TAREFA 1
Conte quantas linhas dos registros contêm a palavra "scarf" e responda somente com o número.

======== TRECHO DO DOCUMENTO

Após a emblemática decisão do caso Marbury v. Madison, Hamilton traz,
em uma obra ao The Federalist:


Nem essa conclusão, por qualquer meio, supõe a superioridade do Poder
Judiciário sobre o Legislativo. Ela apenas supõe que o poder do povo é
superior a ambos; e que onde a vontade do Legislativo, declarada
nestes estatutos, se opõe á do povo, declarada na Constituição, os
juízes devem ser governados pela segunda ao invés da primeira. Eles
devem pautar suas decisões nas leis fundamentais ao invés daquelas que
não são fundamentais.[8] [9] (Tradução livre)

Este comentário de Hamilton sobre a decisão da Suprema Corte denota a
importância de se manter a harmonia entre os poderes, estando a validade
desta decisão de interferência do judiciário sobre os atos do legislativo
fundada no modelo do Estado de Direito, em razão de não alterar o
equilíbrio entre os poderes, mas reforçá-lo, garantindo ao judiciário o
poder de anulação de leis contrárias à Constituição. No mesmo texto de
Hamilton ao The Federalist encontra-se a passagem:


Isso prova incontestavelmente, que o Judiciário é, sem comparação, o
Poder mais fraco dentre os três departamentos de poder; que ele não
pode atacar com sucesso nenhum dos outros dois; e que todo o cuidado
possível é necessário para defender a si mesmo contra os ataques de
ambos.[10] [11](tradução livre)

================

TAREFA 2
Resuma o trecho do documento em duas frases.

======== DADOS DO EXERCÍCIO

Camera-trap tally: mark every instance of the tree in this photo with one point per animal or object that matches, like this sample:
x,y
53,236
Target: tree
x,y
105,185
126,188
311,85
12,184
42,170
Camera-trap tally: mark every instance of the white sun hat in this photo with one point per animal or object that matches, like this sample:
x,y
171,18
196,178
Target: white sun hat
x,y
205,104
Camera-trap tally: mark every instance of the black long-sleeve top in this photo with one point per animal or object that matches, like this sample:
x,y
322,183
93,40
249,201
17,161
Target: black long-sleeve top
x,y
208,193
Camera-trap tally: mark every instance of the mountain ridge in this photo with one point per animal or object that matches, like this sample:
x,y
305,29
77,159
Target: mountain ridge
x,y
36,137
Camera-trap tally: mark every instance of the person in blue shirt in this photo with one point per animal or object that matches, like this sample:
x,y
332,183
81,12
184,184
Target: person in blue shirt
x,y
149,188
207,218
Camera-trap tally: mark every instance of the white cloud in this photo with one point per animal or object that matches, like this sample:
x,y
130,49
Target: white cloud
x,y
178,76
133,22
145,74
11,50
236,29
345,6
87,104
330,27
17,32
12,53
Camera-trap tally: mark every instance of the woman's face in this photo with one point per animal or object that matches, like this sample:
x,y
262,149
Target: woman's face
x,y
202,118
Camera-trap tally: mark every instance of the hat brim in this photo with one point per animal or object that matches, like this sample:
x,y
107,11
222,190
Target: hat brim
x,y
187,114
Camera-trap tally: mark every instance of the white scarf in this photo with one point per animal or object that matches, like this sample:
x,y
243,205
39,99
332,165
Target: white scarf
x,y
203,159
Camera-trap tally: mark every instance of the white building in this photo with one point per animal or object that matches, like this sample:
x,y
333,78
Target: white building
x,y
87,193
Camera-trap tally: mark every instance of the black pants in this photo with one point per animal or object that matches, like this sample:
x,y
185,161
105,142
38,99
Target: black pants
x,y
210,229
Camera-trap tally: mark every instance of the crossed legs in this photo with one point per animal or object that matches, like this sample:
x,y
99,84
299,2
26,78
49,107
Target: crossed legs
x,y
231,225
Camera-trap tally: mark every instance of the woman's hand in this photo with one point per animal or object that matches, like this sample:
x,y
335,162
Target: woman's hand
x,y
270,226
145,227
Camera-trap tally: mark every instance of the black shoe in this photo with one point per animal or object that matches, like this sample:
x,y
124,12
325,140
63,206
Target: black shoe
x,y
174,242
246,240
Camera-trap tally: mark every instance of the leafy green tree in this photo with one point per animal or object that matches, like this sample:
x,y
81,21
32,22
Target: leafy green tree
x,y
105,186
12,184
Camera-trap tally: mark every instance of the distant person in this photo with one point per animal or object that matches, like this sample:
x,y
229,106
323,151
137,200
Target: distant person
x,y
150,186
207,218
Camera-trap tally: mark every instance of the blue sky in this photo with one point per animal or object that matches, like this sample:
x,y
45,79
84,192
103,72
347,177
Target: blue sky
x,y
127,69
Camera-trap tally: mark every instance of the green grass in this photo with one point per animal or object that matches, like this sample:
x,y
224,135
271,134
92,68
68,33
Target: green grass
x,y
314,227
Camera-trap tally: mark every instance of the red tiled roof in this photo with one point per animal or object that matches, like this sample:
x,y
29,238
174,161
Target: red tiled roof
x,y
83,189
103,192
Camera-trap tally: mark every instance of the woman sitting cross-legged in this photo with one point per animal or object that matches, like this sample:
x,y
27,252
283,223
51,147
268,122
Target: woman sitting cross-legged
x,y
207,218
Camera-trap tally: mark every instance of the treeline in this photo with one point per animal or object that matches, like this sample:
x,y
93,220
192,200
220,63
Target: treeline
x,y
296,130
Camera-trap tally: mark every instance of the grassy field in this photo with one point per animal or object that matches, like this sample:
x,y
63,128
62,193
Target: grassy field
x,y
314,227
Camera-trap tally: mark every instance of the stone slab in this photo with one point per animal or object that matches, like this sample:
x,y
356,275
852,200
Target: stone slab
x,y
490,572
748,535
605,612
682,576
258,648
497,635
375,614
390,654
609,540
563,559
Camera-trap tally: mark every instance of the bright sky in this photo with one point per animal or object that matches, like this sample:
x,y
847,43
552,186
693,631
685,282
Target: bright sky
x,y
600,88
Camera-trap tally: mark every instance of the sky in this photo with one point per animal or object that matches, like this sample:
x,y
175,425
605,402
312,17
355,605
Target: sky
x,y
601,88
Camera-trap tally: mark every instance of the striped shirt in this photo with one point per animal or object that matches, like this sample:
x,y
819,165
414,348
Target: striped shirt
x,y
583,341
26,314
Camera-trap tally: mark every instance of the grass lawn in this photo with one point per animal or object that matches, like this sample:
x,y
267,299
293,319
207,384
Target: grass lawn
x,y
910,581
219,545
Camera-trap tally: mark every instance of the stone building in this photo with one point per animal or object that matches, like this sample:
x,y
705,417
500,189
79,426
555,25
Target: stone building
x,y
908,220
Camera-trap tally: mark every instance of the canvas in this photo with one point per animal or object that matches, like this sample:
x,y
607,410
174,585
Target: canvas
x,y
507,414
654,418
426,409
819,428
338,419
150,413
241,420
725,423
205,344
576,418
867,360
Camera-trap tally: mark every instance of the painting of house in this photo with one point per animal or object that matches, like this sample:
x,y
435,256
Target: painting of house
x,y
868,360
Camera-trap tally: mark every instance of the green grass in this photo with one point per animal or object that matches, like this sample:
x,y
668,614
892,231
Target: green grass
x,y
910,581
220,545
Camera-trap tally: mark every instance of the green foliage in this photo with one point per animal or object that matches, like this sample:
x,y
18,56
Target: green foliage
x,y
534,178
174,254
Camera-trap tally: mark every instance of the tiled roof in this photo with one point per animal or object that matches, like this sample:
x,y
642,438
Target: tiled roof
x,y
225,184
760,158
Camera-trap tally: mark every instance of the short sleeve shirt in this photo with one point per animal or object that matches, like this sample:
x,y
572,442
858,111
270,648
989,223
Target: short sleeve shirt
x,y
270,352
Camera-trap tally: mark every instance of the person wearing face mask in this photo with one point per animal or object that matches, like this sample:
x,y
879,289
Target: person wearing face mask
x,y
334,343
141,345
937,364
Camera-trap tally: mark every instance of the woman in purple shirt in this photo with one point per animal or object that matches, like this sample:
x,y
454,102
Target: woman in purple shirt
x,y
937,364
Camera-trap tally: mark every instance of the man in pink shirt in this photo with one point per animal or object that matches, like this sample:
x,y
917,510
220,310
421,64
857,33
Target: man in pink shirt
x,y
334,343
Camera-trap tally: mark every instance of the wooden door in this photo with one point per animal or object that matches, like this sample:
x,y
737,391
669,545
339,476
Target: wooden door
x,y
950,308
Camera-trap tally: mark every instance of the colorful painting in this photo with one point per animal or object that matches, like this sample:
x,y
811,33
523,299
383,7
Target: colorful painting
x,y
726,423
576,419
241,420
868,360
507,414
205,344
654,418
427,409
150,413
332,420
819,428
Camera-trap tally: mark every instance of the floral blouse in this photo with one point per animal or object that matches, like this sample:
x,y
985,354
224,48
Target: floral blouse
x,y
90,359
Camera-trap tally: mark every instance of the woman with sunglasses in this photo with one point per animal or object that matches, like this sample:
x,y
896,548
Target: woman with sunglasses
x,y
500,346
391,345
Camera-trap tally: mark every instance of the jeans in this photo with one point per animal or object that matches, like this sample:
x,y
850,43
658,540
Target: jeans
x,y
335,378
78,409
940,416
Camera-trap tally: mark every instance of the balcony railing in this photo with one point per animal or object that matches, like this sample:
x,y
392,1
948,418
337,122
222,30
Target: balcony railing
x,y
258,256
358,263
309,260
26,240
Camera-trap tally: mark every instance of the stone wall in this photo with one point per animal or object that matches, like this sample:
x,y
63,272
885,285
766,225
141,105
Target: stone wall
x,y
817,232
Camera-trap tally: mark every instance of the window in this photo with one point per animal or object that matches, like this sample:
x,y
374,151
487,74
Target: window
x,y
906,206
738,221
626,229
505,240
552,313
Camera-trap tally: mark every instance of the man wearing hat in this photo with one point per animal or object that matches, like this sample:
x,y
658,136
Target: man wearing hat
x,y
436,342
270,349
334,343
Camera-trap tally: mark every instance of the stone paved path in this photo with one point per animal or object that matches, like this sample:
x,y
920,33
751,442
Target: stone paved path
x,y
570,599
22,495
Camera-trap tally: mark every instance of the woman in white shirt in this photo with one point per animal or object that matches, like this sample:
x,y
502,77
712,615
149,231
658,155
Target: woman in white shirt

================

RESPOSTA 1
2

RESPOSTA 2
Em uma obra ao The Federalist, Hamilton afirma que a conclusão não supõe a superioridade do Judiciário sobre o Legislativo, mas apenas que o poder do povo é superior a ambos, de modo que os juízes devem seguir a Constituição, e não leis que se oponham a ela. O trecho acrescenta que esse poder de anular leis contrárias à Constituição reforça o equilíbrio entre os poderes e cita Hamilton ao declarar que o Judiciário é o mais fraco dos três departamentos de poder.